[PROBLEMS TO SOLVE]
a - Copy a passage from the family survey article word for word, beginning at the words "Date published: 12" and stopping after "are still shielding.".
b - Answer these questions using the family survey article:
(i) What percentage of respondents said their family situation was worse or much worse than during the first national lockdown?
(ii) What percentage of parents are still shielding?
(iii) Before the pandemic, how often did the consultant assess the child of the one family described?
c - What ways of affecting families' medical treatment does the family survey article name? List every one.

[EXCERPT TO READ]
* * *

Date published: 12 March 2021 by Jessica Homer
At the start of 2021, we conducted a survey of families we were supporting.* This is the third survey we have run since the start of the pandemic. In 2021, 56% of respondents said that their family situation was worse or much worse than the first national lockdown and 54% also said that their mental health was either ‘worse’ or ‘much worse’ than in March 2020.
The survey is a clear indication of the vast pressures families with a seriously ill child are under, as they continue to face stress and anxiety over the health of their child during the pandemic. 63% of parents said the risk of their child contracting COVID-19 was their greatest concern and 63% are still shielding.
Medical treatment has been affected for 51% of families including delayed appointments, suspended treatments and problems accessing medication. One family surveyed said prior to the pandemic their child was assessed by their consultant every 21 days but this has now dramatically reduced to every 12 weeks.

* * *

[DATA BELOW]

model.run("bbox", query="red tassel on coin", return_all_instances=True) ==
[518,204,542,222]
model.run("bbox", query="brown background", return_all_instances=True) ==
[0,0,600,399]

* * *

[ANSWERS TO THIS EXERCISE]
a -
Date published: 12 March 2021 by Jessica Homer
At the start of 2021, we conducted a survey of families we were supporting.* This is the third survey we have run since the start of the pandemic. In 2021, 56% of respondents said that their family situation was worse or much worse than the first national lockdown and 54% also said that their mental health was either ‘worse’ or ‘much worse’ than in March 2020.
The survey is a clear indication of the vast pressures families with a seriously ill child are under, as they continue to face stress and anxiety over the health of their child during the pandemic. 63% of parents said the risk of their child contracting COVID-19 was their greatest concern and 63% are still shielding.

b -
(i) 56%
(ii) 63%
(iii) Every 21 days

c -
- Delayed appointments
- Suspended treatments
- Problems accessing medication